▼

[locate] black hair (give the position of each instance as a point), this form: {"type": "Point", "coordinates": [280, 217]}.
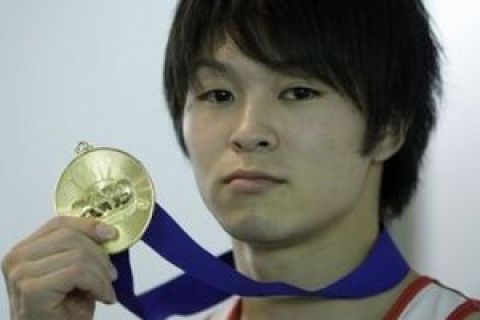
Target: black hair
{"type": "Point", "coordinates": [382, 54]}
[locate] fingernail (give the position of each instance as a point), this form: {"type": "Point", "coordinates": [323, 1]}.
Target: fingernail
{"type": "Point", "coordinates": [105, 231]}
{"type": "Point", "coordinates": [113, 273]}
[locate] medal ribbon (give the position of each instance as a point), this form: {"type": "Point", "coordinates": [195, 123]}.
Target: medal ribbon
{"type": "Point", "coordinates": [209, 280]}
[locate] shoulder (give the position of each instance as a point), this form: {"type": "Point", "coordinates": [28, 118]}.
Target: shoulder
{"type": "Point", "coordinates": [426, 298]}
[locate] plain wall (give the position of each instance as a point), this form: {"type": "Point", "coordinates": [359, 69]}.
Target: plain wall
{"type": "Point", "coordinates": [91, 70]}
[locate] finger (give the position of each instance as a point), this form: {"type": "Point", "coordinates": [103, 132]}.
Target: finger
{"type": "Point", "coordinates": [66, 240]}
{"type": "Point", "coordinates": [60, 261]}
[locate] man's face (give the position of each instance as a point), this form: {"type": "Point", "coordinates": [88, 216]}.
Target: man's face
{"type": "Point", "coordinates": [276, 157]}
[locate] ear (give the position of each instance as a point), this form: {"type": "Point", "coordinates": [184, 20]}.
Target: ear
{"type": "Point", "coordinates": [391, 142]}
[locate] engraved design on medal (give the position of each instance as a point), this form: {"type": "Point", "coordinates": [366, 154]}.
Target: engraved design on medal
{"type": "Point", "coordinates": [109, 185]}
{"type": "Point", "coordinates": [105, 198]}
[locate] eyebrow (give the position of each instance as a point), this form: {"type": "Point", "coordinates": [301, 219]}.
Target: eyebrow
{"type": "Point", "coordinates": [212, 64]}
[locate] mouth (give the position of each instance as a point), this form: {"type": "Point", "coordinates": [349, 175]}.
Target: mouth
{"type": "Point", "coordinates": [252, 181]}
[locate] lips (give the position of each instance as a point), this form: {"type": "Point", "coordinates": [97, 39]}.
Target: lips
{"type": "Point", "coordinates": [252, 181]}
{"type": "Point", "coordinates": [252, 175]}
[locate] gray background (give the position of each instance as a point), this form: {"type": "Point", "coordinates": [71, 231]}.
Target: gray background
{"type": "Point", "coordinates": [91, 70]}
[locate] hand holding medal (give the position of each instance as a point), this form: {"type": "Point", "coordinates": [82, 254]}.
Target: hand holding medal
{"type": "Point", "coordinates": [109, 185]}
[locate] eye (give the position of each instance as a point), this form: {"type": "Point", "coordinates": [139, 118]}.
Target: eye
{"type": "Point", "coordinates": [217, 96]}
{"type": "Point", "coordinates": [299, 94]}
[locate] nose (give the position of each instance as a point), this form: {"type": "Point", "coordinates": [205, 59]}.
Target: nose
{"type": "Point", "coordinates": [254, 131]}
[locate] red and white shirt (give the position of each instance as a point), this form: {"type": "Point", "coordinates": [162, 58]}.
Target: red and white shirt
{"type": "Point", "coordinates": [424, 299]}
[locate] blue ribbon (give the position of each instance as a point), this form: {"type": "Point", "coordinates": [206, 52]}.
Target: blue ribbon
{"type": "Point", "coordinates": [209, 280]}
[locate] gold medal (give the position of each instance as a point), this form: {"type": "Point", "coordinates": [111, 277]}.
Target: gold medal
{"type": "Point", "coordinates": [109, 185]}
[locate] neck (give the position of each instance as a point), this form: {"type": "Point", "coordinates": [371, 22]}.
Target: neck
{"type": "Point", "coordinates": [315, 262]}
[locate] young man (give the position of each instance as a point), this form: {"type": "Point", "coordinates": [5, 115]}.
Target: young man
{"type": "Point", "coordinates": [305, 123]}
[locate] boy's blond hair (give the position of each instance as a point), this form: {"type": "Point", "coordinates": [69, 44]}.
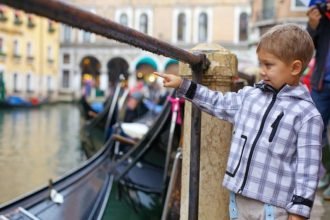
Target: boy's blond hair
{"type": "Point", "coordinates": [288, 42]}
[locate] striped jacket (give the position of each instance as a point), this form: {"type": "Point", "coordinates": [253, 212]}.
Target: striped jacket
{"type": "Point", "coordinates": [276, 144]}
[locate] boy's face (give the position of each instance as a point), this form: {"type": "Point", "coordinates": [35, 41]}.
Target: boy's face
{"type": "Point", "coordinates": [275, 72]}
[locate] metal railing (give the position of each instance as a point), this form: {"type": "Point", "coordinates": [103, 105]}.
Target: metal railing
{"type": "Point", "coordinates": [78, 18]}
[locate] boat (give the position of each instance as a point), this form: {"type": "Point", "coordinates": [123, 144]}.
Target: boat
{"type": "Point", "coordinates": [78, 195]}
{"type": "Point", "coordinates": [19, 102]}
{"type": "Point", "coordinates": [142, 173]}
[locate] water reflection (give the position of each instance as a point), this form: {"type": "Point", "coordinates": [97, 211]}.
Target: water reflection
{"type": "Point", "coordinates": [36, 145]}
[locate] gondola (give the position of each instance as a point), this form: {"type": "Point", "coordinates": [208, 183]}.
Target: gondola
{"type": "Point", "coordinates": [78, 195]}
{"type": "Point", "coordinates": [108, 177]}
{"type": "Point", "coordinates": [19, 102]}
{"type": "Point", "coordinates": [142, 173]}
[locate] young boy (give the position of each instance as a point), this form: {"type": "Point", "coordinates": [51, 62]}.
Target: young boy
{"type": "Point", "coordinates": [272, 169]}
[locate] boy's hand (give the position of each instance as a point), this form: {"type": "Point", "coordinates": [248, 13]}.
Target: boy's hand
{"type": "Point", "coordinates": [295, 217]}
{"type": "Point", "coordinates": [170, 80]}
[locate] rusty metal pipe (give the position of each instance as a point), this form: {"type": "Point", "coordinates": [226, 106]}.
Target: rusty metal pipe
{"type": "Point", "coordinates": [70, 15]}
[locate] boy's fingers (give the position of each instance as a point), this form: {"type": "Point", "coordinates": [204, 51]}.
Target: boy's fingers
{"type": "Point", "coordinates": [159, 74]}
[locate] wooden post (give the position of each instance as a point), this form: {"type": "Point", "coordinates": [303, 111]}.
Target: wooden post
{"type": "Point", "coordinates": [215, 138]}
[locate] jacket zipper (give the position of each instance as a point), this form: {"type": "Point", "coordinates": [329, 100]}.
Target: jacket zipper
{"type": "Point", "coordinates": [256, 140]}
{"type": "Point", "coordinates": [239, 162]}
{"type": "Point", "coordinates": [274, 126]}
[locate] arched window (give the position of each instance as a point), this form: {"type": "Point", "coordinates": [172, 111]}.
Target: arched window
{"type": "Point", "coordinates": [1, 45]}
{"type": "Point", "coordinates": [268, 11]}
{"type": "Point", "coordinates": [29, 49]}
{"type": "Point", "coordinates": [16, 48]}
{"type": "Point", "coordinates": [182, 27]}
{"type": "Point", "coordinates": [123, 19]}
{"type": "Point", "coordinates": [202, 27]}
{"type": "Point", "coordinates": [28, 83]}
{"type": "Point", "coordinates": [243, 26]}
{"type": "Point", "coordinates": [49, 83]}
{"type": "Point", "coordinates": [144, 23]}
{"type": "Point", "coordinates": [15, 82]}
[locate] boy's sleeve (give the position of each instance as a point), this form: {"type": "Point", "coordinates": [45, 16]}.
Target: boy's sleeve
{"type": "Point", "coordinates": [212, 102]}
{"type": "Point", "coordinates": [307, 167]}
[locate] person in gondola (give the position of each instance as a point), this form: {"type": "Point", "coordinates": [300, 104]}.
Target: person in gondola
{"type": "Point", "coordinates": [318, 27]}
{"type": "Point", "coordinates": [273, 165]}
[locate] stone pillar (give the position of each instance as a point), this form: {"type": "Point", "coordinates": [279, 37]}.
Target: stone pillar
{"type": "Point", "coordinates": [215, 138]}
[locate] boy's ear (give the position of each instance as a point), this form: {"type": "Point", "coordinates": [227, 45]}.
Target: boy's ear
{"type": "Point", "coordinates": [296, 67]}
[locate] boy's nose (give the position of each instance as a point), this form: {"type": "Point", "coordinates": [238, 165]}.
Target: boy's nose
{"type": "Point", "coordinates": [262, 72]}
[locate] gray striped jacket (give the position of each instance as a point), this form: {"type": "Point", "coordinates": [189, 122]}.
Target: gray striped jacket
{"type": "Point", "coordinates": [276, 144]}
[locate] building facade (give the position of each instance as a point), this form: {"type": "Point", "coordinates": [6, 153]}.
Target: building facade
{"type": "Point", "coordinates": [267, 13]}
{"type": "Point", "coordinates": [183, 23]}
{"type": "Point", "coordinates": [29, 50]}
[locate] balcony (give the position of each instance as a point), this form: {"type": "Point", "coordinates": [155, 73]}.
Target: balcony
{"type": "Point", "coordinates": [3, 17]}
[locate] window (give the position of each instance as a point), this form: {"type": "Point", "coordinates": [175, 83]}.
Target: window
{"type": "Point", "coordinates": [16, 48]}
{"type": "Point", "coordinates": [66, 79]}
{"type": "Point", "coordinates": [28, 83]}
{"type": "Point", "coordinates": [202, 27]}
{"type": "Point", "coordinates": [66, 58]}
{"type": "Point", "coordinates": [243, 27]}
{"type": "Point", "coordinates": [49, 83]}
{"type": "Point", "coordinates": [1, 46]}
{"type": "Point", "coordinates": [143, 27]}
{"type": "Point", "coordinates": [15, 82]}
{"type": "Point", "coordinates": [66, 33]}
{"type": "Point", "coordinates": [182, 27]}
{"type": "Point", "coordinates": [30, 21]}
{"type": "Point", "coordinates": [123, 19]}
{"type": "Point", "coordinates": [268, 11]}
{"type": "Point", "coordinates": [51, 27]}
{"type": "Point", "coordinates": [29, 50]}
{"type": "Point", "coordinates": [3, 16]}
{"type": "Point", "coordinates": [298, 5]}
{"type": "Point", "coordinates": [17, 18]}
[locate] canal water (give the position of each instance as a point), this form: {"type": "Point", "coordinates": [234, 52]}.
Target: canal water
{"type": "Point", "coordinates": [37, 145]}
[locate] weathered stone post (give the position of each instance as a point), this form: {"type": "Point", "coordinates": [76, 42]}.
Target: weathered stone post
{"type": "Point", "coordinates": [215, 139]}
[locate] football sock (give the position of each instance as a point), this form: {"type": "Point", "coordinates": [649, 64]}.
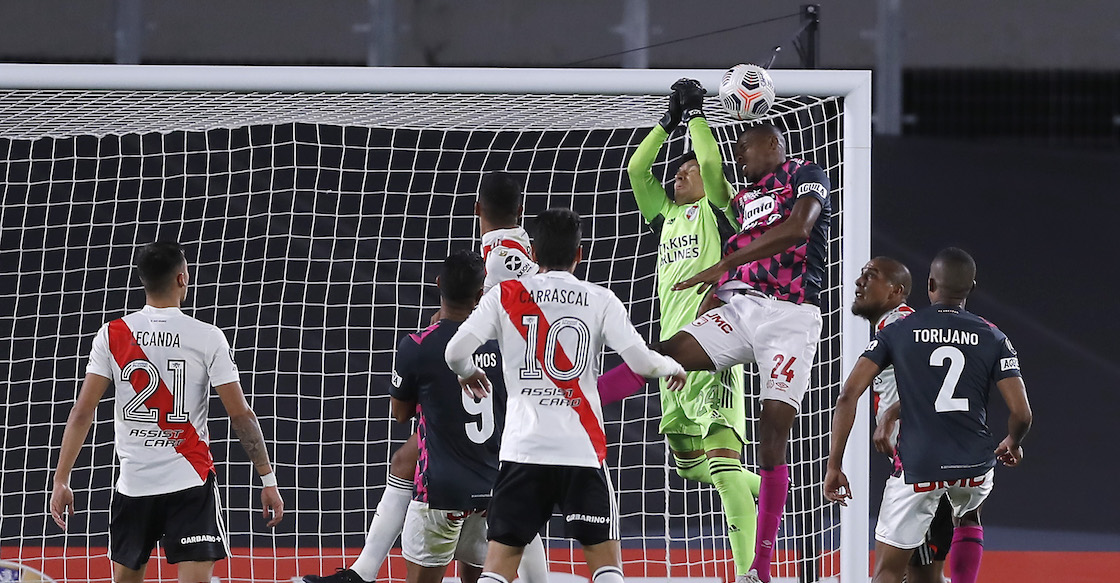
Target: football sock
{"type": "Point", "coordinates": [775, 485]}
{"type": "Point", "coordinates": [534, 563]}
{"type": "Point", "coordinates": [720, 438]}
{"type": "Point", "coordinates": [966, 553]}
{"type": "Point", "coordinates": [386, 525]}
{"type": "Point", "coordinates": [607, 574]}
{"type": "Point", "coordinates": [692, 468]}
{"type": "Point", "coordinates": [490, 576]}
{"type": "Point", "coordinates": [619, 383]}
{"type": "Point", "coordinates": [739, 508]}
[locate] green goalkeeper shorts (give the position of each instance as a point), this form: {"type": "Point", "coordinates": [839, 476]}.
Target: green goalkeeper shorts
{"type": "Point", "coordinates": [707, 400]}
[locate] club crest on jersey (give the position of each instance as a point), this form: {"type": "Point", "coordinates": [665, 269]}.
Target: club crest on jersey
{"type": "Point", "coordinates": [754, 207]}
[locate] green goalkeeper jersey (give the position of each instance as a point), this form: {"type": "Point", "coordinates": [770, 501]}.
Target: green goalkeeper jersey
{"type": "Point", "coordinates": [691, 236]}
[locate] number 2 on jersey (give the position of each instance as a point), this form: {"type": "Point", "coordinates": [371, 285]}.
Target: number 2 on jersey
{"type": "Point", "coordinates": [131, 408]}
{"type": "Point", "coordinates": [945, 402]}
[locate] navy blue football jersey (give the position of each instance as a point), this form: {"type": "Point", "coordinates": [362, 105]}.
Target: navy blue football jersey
{"type": "Point", "coordinates": [946, 361]}
{"type": "Point", "coordinates": [459, 438]}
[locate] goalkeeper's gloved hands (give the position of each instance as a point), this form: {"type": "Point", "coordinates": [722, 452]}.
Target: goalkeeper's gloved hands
{"type": "Point", "coordinates": [672, 116]}
{"type": "Point", "coordinates": [690, 94]}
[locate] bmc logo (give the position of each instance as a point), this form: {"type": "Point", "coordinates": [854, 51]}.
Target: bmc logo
{"type": "Point", "coordinates": [717, 319]}
{"type": "Point", "coordinates": [963, 482]}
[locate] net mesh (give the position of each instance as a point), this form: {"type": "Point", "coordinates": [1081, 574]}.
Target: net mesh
{"type": "Point", "coordinates": [315, 225]}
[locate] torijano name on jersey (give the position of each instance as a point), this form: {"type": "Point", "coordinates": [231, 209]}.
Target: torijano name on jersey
{"type": "Point", "coordinates": [945, 337]}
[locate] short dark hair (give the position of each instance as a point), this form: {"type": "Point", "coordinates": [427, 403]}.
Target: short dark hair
{"type": "Point", "coordinates": [158, 263]}
{"type": "Point", "coordinates": [557, 238]}
{"type": "Point", "coordinates": [462, 278]}
{"type": "Point", "coordinates": [500, 197]}
{"type": "Point", "coordinates": [766, 129]}
{"type": "Point", "coordinates": [954, 271]}
{"type": "Point", "coordinates": [896, 273]}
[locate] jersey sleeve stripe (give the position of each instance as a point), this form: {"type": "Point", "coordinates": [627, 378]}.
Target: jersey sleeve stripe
{"type": "Point", "coordinates": [124, 350]}
{"type": "Point", "coordinates": [512, 293]}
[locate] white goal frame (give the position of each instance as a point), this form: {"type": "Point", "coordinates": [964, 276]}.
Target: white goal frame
{"type": "Point", "coordinates": [854, 86]}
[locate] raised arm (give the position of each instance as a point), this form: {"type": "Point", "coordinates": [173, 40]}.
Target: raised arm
{"type": "Point", "coordinates": [649, 194]}
{"type": "Point", "coordinates": [248, 430]}
{"type": "Point", "coordinates": [836, 483]}
{"type": "Point", "coordinates": [77, 428]}
{"type": "Point", "coordinates": [1018, 423]}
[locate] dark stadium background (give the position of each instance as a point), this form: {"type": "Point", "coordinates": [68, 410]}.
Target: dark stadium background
{"type": "Point", "coordinates": [1008, 148]}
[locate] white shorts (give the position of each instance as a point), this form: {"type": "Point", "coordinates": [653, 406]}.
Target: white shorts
{"type": "Point", "coordinates": [907, 508]}
{"type": "Point", "coordinates": [780, 336]}
{"type": "Point", "coordinates": [432, 538]}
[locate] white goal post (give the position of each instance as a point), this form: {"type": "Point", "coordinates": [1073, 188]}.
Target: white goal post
{"type": "Point", "coordinates": [159, 111]}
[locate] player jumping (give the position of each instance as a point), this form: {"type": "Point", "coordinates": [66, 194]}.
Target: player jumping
{"type": "Point", "coordinates": [551, 328]}
{"type": "Point", "coordinates": [771, 279]}
{"type": "Point", "coordinates": [882, 290]}
{"type": "Point", "coordinates": [705, 424]}
{"type": "Point", "coordinates": [161, 365]}
{"type": "Point", "coordinates": [945, 361]}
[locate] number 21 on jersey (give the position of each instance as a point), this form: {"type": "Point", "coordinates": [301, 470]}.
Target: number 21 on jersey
{"type": "Point", "coordinates": [131, 410]}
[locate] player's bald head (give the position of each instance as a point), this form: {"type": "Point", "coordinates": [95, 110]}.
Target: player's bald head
{"type": "Point", "coordinates": [500, 198]}
{"type": "Point", "coordinates": [895, 272]}
{"type": "Point", "coordinates": [952, 273]}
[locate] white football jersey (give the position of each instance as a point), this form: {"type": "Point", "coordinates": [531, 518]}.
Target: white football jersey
{"type": "Point", "coordinates": [162, 365]}
{"type": "Point", "coordinates": [551, 328]}
{"type": "Point", "coordinates": [885, 386]}
{"type": "Point", "coordinates": [505, 252]}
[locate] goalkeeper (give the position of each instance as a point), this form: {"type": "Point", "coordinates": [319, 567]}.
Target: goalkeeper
{"type": "Point", "coordinates": [705, 423]}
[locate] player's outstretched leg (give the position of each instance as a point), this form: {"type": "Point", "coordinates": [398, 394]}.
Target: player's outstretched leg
{"type": "Point", "coordinates": [967, 549]}
{"type": "Point", "coordinates": [737, 488]}
{"type": "Point", "coordinates": [774, 425]}
{"type": "Point", "coordinates": [388, 520]}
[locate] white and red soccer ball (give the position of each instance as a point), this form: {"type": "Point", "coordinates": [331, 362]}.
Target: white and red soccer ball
{"type": "Point", "coordinates": [746, 92]}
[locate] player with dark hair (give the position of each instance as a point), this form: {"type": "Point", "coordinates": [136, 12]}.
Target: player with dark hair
{"type": "Point", "coordinates": [770, 280]}
{"type": "Point", "coordinates": [161, 365]}
{"type": "Point", "coordinates": [458, 436]}
{"type": "Point", "coordinates": [882, 290]}
{"type": "Point", "coordinates": [945, 361]}
{"type": "Point", "coordinates": [506, 252]}
{"type": "Point", "coordinates": [551, 328]}
{"type": "Point", "coordinates": [705, 424]}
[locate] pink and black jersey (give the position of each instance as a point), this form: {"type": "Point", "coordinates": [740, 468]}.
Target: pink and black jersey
{"type": "Point", "coordinates": [506, 253]}
{"type": "Point", "coordinates": [458, 436]}
{"type": "Point", "coordinates": [162, 365]}
{"type": "Point", "coordinates": [551, 328]}
{"type": "Point", "coordinates": [796, 273]}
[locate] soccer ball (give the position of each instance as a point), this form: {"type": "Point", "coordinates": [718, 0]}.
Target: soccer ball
{"type": "Point", "coordinates": [746, 92]}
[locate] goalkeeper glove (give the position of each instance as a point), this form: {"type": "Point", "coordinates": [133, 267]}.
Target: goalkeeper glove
{"type": "Point", "coordinates": [690, 94]}
{"type": "Point", "coordinates": [672, 116]}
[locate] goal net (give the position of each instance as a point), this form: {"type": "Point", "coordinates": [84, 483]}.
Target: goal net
{"type": "Point", "coordinates": [316, 206]}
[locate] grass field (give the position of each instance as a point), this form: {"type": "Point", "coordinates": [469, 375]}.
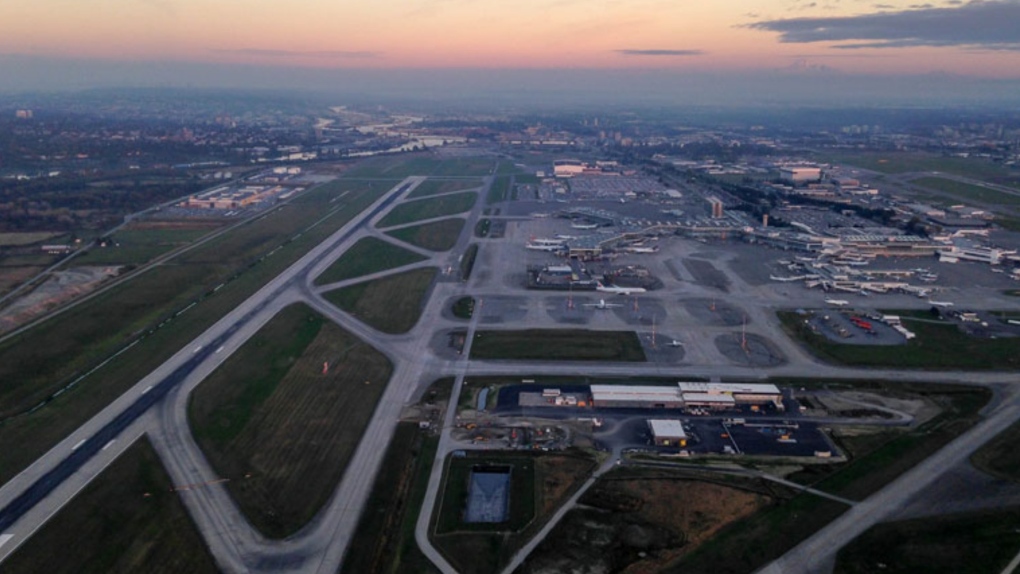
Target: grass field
{"type": "Point", "coordinates": [421, 209]}
{"type": "Point", "coordinates": [432, 187]}
{"type": "Point", "coordinates": [481, 227]}
{"type": "Point", "coordinates": [396, 167]}
{"type": "Point", "coordinates": [465, 166]}
{"type": "Point", "coordinates": [36, 365]}
{"type": "Point", "coordinates": [385, 538]}
{"type": "Point", "coordinates": [971, 542]}
{"type": "Point", "coordinates": [15, 239]}
{"type": "Point", "coordinates": [467, 261]}
{"type": "Point", "coordinates": [872, 469]}
{"type": "Point", "coordinates": [438, 236]}
{"type": "Point", "coordinates": [482, 549]}
{"type": "Point", "coordinates": [499, 190]}
{"type": "Point", "coordinates": [281, 429]}
{"type": "Point", "coordinates": [368, 256]}
{"type": "Point", "coordinates": [674, 511]}
{"type": "Point", "coordinates": [140, 246]}
{"type": "Point", "coordinates": [900, 162]}
{"type": "Point", "coordinates": [749, 544]}
{"type": "Point", "coordinates": [463, 308]}
{"type": "Point", "coordinates": [937, 346]}
{"type": "Point", "coordinates": [558, 345]}
{"type": "Point", "coordinates": [392, 304]}
{"type": "Point", "coordinates": [967, 192]}
{"type": "Point", "coordinates": [1000, 457]}
{"type": "Point", "coordinates": [126, 520]}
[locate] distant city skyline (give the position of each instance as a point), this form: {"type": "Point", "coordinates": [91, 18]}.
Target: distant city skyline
{"type": "Point", "coordinates": [665, 50]}
{"type": "Point", "coordinates": [978, 38]}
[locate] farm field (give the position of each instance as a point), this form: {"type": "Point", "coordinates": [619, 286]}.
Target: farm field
{"type": "Point", "coordinates": [285, 436]}
{"type": "Point", "coordinates": [429, 208]}
{"type": "Point", "coordinates": [391, 304]}
{"type": "Point", "coordinates": [368, 256]}
{"type": "Point", "coordinates": [438, 236]}
{"type": "Point", "coordinates": [36, 365]}
{"type": "Point", "coordinates": [558, 345]}
{"type": "Point", "coordinates": [129, 519]}
{"type": "Point", "coordinates": [432, 187]}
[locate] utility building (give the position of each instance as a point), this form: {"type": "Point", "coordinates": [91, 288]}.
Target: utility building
{"type": "Point", "coordinates": [668, 432]}
{"type": "Point", "coordinates": [636, 397]}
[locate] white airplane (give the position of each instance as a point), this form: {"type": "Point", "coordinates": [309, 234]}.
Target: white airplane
{"type": "Point", "coordinates": [602, 305]}
{"type": "Point", "coordinates": [618, 290]}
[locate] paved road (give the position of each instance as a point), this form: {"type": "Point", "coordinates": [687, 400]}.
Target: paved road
{"type": "Point", "coordinates": [820, 549]}
{"type": "Point", "coordinates": [185, 369]}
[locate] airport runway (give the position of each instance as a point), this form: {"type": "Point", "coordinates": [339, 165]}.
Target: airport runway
{"type": "Point", "coordinates": [157, 405]}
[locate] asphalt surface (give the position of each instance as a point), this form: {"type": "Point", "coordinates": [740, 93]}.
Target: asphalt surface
{"type": "Point", "coordinates": [157, 405]}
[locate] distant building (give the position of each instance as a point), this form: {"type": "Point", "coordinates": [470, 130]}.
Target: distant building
{"type": "Point", "coordinates": [568, 167]}
{"type": "Point", "coordinates": [716, 204]}
{"type": "Point", "coordinates": [801, 174]}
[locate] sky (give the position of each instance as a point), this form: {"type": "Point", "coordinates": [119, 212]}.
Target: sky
{"type": "Point", "coordinates": [890, 38]}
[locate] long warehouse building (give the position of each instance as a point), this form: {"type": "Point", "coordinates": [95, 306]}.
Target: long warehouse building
{"type": "Point", "coordinates": [707, 395]}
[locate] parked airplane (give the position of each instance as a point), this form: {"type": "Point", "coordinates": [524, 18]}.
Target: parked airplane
{"type": "Point", "coordinates": [618, 290]}
{"type": "Point", "coordinates": [602, 305]}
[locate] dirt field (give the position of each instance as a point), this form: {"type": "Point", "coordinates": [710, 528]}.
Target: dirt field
{"type": "Point", "coordinates": [650, 523]}
{"type": "Point", "coordinates": [61, 287]}
{"type": "Point", "coordinates": [284, 438]}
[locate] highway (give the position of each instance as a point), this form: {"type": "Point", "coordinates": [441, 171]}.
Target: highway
{"type": "Point", "coordinates": [157, 405]}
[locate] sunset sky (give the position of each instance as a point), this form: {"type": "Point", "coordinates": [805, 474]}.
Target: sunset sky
{"type": "Point", "coordinates": [876, 37]}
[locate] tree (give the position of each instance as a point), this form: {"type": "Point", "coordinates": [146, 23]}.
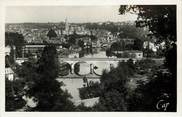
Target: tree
{"type": "Point", "coordinates": [14, 102]}
{"type": "Point", "coordinates": [113, 89]}
{"type": "Point", "coordinates": [161, 21]}
{"type": "Point", "coordinates": [138, 44]}
{"type": "Point", "coordinates": [45, 88]}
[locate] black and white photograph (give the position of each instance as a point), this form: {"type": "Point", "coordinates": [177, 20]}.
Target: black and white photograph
{"type": "Point", "coordinates": [91, 58]}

▲

◆ **REQUIRED ACTION**
Repeat word for word the lines above that run from the line containing "Target: person in gondola" through the line containing "[locate] window (give", both ends included, and nothing else.

◆ **ANSWER SPACE**
Target: person in gondola
{"type": "Point", "coordinates": [318, 27]}
{"type": "Point", "coordinates": [273, 165]}
[locate] stone pillar (give the position of each instance as a point), this form: {"type": "Point", "coordinates": [279, 37]}.
Target: stone pillar
{"type": "Point", "coordinates": [215, 138]}
[locate] boy's ear (give the position of each instance as a point), this form: {"type": "Point", "coordinates": [227, 45]}.
Target: boy's ear
{"type": "Point", "coordinates": [296, 67]}
[locate] boy's nose (give the position of each instance as a point), this form: {"type": "Point", "coordinates": [238, 165]}.
Target: boy's nose
{"type": "Point", "coordinates": [262, 72]}
[locate] gray striped jacket (give the position of each instance as a point), this form: {"type": "Point", "coordinates": [189, 122]}.
Target: gray striped jacket
{"type": "Point", "coordinates": [276, 144]}
[locate] building facade (give the position of each instance as a point), this form: {"type": "Point", "coordinates": [6, 153]}.
Target: building facade
{"type": "Point", "coordinates": [267, 13]}
{"type": "Point", "coordinates": [183, 23]}
{"type": "Point", "coordinates": [29, 50]}
[locate] balcony (give the position of each instance as a point), this form: {"type": "Point", "coordinates": [155, 73]}.
Target: balcony
{"type": "Point", "coordinates": [3, 17]}
[locate] window (give the position of each instance as a point), this form: {"type": "Point", "coordinates": [175, 83]}.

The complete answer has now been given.